▸ **Document passage**
◇ ◇ ◇
In the auditorium at the New York headquarters of Time Inc. last week, a group of Wall Street financial analysts met with the three men who plan to run the largest media and entertainment conglomerate ever put together.
For about two hours, the analysts questioned Steven J. Ross, chairman of Warner Communications, Time Chairman J. Richard Munro and Time President Nicholas J. Nicholas Jr. about the proposed merger of their companies into Time Warner. Most of the questions focused on the likely impact of the deal on the magazine publishing, television, movie and video businesses.
“But Ross kept talking about the record business,” recalled one analyst present at the meeting. “He took the occasion to point with great pride to how well Warner’s record division was doing; he went on and on bragging about his record guys.”
Ross has reason to boast:
In each of the past two years, Warner’s recorded music division has earned more money than the higher-profile filmed entertainment division, posting pretax operating profits of $319 million in 1988 to the movie division’s $203 million. The record operations accounted for 52% of Warner’s revenue in 1987 and 45% in 1988.
“The record division is the engine of the whole company, and it’s a huge cash generator,” said Fred Anschel, an analyst for the New York investment firm of Dean Witter Reynolds.
Warner’s major record labels--Warner Bros., Elektra/Asylum, Atlantic and Geffen--currently dominate their competitors to an extent that is unprecedented in the history of the recording industry.
Last week’s issue of Billboard magazine offers dramatic evidence: Warner-owned or distributed record labels account for eight of the top 10 best-selling albums and tapes, 24 of the top 40, 44 of the top 100 and 75 of the top 200. Since the top 20 recordings account for the bulk of sales, for the moment, at least, it appears that Warner’s current share of record sales in the United States may exceed 50%.
“It’s amazing what’s happening, just amazing,” said RCA Records President Bob Buziak. “They’re gobbling up market share like Pac Man.”
Indeed, over the previous 15 years, Warner’s market share fluctuated between 20% and 25% in a perennial teeter-tottering fight with CBS Records for first place. However, since CBS was purchased by Sony Corp. for a record $2 billion in January, 1988, Warner has blown past its archrival. The company’s 1988 domestic record revenue of $1.05 billion nearly doubled those of CBS, which grossed about $650 million for the year, according to sources. Warner’s profit margins, too, are twice that of CBS, 16% to 8%.
Could Be Understated
Some experts say Warner’s record earnings are actually larger than what’s reflected in the company’s annual report.
“It could be close to $400 million (in operating profits) for 1988,” said Geffen Records Chairman David Geffen, citing the company’s “extremely conservative accounting practices” as the reason for the understatement.
“Warner has nothing capitalized,” Geffen said. “If they build a plant, they write it off immediately. When they record an album, the cost is written off that day, whereas other companies will amortize the cost.”
◇ ◇ ◇
▸ **Challenges**
A. According to the Warner record division article, what pretax operating profit did Warner's recorded music division post in 1988?
B. Pull out the passage of the Warner record division article that runs between "Ross has reason" and "Dean Witter Reynolds.", inclusive.
◇ ◇ ◇
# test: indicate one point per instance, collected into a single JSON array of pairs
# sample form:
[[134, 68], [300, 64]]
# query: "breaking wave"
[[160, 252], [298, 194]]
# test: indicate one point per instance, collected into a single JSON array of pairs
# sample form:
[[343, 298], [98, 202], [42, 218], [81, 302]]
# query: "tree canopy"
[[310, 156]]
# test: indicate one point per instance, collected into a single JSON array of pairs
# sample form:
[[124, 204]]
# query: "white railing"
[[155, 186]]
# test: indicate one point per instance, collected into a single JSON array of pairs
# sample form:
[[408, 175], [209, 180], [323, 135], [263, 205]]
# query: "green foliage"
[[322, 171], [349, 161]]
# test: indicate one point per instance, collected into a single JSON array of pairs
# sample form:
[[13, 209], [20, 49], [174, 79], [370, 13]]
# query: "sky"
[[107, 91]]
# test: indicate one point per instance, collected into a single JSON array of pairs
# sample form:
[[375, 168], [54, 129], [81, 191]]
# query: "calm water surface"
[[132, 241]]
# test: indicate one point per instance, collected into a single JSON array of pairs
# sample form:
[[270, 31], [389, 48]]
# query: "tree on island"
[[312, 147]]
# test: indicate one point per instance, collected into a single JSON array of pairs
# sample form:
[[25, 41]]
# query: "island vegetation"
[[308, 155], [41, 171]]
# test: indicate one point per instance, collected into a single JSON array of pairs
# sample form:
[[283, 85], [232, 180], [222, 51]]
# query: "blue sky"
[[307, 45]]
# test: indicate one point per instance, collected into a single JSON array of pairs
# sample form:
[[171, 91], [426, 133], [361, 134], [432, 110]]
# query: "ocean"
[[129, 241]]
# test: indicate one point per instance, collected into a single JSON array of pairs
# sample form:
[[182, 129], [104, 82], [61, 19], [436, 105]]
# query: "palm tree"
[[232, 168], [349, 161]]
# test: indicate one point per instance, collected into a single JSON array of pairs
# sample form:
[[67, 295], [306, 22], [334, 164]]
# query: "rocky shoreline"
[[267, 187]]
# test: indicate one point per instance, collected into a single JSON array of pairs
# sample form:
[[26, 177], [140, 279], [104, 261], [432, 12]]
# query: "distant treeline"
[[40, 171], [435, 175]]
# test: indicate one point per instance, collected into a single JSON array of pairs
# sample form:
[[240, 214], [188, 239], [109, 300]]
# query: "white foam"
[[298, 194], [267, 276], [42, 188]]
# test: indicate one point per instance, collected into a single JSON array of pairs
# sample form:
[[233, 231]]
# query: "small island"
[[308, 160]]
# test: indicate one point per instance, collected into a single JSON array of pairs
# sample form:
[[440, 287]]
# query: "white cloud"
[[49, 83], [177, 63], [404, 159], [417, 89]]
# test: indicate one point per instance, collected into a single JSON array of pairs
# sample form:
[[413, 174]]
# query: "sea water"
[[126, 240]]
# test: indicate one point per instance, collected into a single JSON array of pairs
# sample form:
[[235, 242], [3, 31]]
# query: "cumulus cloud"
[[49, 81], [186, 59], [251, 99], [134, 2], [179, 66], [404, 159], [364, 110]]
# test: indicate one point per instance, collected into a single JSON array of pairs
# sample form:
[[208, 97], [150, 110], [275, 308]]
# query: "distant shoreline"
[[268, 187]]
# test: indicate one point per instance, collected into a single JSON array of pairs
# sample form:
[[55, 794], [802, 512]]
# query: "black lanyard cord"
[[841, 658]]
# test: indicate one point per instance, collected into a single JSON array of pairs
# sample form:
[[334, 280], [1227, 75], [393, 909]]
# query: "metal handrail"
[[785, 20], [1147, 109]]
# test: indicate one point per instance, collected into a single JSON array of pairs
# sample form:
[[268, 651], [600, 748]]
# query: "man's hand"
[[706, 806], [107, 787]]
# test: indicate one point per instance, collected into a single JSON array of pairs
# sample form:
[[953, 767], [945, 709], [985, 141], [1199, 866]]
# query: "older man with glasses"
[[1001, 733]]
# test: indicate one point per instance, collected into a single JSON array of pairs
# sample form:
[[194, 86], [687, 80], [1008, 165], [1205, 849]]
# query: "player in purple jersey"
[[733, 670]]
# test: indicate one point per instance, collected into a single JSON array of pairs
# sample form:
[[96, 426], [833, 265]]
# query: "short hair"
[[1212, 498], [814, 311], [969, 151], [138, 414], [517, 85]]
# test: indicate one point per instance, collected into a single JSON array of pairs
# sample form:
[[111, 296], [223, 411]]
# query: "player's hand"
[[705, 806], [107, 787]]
◇ ◇ ◇
▸ **The answers**
A. $319 million

B.
Ross has reason to boast:
In each of the past two years, Warner’s recorded music division has earned more money than the higher-profile filmed entertainment division, posting pretax operating profits of $319 million in 1988 to the movie division’s $203 million. The record operations accounted for 52% of Warner’s revenue in 1987 and 45% in 1988.
“The record division is the engine of the whole company, and it’s a huge cash generator,” said Fred Anschel, an analyst for the New York investment firm of Dean Witter Reynolds.